SET EXERCISE - Count the lines in the records below that contain the string "each", treating uppercase and lowercase as different. Reply with the number only.

DATASET ROWS -
********

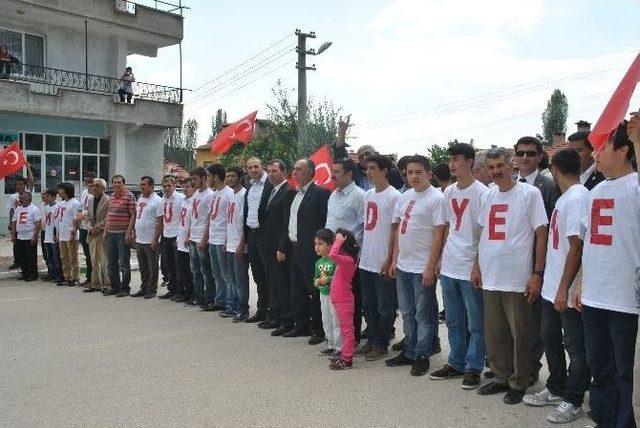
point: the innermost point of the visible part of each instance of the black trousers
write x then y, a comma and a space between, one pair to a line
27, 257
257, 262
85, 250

********

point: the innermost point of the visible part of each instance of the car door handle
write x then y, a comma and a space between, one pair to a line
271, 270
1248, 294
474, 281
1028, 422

********

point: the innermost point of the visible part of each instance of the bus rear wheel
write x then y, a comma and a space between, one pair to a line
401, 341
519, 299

********

WRITTEN SOLUTION - 3